Rewrite the rows from the line with "For the sports highlight reel, tag every car" up to and including the last row, keeping the requests as they are. Multiply every box coordinate in the answers by 2.05 and round to whole numbers, rounding halves up, but leave the format sample in each request unchanged.

★ ★ ★ ★ ★

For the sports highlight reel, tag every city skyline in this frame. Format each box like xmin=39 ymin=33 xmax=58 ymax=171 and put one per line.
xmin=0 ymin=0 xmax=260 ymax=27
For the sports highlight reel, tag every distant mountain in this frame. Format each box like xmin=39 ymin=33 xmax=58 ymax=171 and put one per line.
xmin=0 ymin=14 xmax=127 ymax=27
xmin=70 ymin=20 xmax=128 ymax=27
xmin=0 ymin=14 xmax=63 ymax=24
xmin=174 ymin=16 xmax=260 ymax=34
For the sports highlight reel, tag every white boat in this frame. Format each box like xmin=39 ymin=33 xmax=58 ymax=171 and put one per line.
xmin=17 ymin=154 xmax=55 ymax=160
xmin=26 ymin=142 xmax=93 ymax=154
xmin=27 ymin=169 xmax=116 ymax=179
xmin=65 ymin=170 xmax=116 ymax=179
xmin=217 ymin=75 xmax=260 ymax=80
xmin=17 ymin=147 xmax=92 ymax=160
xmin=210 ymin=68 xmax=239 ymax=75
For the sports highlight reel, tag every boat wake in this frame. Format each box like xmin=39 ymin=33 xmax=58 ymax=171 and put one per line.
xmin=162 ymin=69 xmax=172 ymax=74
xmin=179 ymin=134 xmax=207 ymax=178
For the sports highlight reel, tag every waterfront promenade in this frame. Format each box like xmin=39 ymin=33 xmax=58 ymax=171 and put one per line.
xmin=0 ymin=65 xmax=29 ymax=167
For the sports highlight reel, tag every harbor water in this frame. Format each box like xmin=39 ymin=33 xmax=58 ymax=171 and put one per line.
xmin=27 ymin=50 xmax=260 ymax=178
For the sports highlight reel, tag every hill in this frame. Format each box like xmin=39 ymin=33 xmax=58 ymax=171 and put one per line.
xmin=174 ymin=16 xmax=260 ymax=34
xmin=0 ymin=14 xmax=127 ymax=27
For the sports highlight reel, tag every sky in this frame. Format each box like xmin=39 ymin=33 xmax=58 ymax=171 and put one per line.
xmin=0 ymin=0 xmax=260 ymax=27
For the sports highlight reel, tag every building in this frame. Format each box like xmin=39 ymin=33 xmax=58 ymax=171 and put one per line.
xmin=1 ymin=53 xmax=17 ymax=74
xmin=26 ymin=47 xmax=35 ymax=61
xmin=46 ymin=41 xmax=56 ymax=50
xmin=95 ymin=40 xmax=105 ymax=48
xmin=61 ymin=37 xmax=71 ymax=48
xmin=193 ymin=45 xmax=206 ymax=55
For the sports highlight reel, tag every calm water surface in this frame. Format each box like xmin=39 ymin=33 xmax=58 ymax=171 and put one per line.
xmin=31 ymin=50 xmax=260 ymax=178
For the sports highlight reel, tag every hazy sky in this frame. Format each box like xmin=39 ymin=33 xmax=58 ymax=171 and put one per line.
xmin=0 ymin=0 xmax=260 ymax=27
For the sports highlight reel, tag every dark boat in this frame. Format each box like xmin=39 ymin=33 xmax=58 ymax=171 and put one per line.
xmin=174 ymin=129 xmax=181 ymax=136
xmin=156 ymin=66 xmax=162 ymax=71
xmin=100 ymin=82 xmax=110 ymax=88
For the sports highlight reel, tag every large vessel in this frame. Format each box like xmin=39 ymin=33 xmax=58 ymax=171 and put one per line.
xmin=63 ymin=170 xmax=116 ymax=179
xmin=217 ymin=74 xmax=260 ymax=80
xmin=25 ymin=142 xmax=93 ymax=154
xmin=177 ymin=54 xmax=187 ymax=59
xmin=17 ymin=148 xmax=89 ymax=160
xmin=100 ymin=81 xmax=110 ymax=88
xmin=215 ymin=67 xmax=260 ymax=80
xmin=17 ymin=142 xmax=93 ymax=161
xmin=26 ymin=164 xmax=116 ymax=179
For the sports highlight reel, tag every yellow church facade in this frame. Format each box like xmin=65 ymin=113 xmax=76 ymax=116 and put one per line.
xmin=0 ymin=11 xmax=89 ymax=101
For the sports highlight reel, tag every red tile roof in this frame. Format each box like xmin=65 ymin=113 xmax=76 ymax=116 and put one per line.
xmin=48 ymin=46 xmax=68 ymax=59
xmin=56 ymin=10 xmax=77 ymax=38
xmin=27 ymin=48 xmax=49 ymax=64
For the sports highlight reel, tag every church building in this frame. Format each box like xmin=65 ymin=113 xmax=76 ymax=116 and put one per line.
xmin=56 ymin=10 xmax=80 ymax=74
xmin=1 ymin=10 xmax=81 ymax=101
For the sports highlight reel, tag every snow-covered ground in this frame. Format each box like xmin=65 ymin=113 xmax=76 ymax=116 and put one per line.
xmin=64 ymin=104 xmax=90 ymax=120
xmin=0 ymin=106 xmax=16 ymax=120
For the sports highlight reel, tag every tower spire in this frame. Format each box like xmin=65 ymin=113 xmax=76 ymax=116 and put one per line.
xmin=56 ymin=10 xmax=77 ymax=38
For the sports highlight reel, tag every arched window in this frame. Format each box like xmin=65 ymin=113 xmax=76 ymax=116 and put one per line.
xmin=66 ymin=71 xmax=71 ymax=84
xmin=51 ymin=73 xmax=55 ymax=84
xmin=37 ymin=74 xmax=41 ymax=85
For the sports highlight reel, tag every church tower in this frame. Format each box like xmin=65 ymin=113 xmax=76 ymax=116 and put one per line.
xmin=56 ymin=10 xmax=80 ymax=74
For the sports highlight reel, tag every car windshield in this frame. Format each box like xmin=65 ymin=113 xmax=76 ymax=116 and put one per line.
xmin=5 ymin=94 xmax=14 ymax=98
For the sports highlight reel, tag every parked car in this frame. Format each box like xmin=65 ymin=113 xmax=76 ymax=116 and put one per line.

★ ★ ★ ★ ★

SOLVED EXERCISE ->
For the sports highlight reel, tag every car windshield in this frame. Format each box like xmin=65 ymin=113 xmax=76 ymax=116 and put one per line.
xmin=10 ymin=193 xmax=29 ymax=201
For the sports highlight reel, tag every parked car in this frame. Format each box like xmin=65 ymin=113 xmax=76 ymax=116 and put one per line.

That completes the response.